(WORK TASK) Nothing in the records may be changed; reproduce all of them.

[DATA TO EXAMINE]

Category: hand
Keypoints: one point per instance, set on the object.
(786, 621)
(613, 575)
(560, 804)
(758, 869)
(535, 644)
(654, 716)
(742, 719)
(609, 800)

[/DATA TO EXAMINE]

(ANSWER TO THIS TASK)
Category: hand
Keypoints: one point per instance, set on the object.
(786, 621)
(613, 575)
(560, 804)
(758, 869)
(535, 644)
(654, 716)
(742, 719)
(609, 800)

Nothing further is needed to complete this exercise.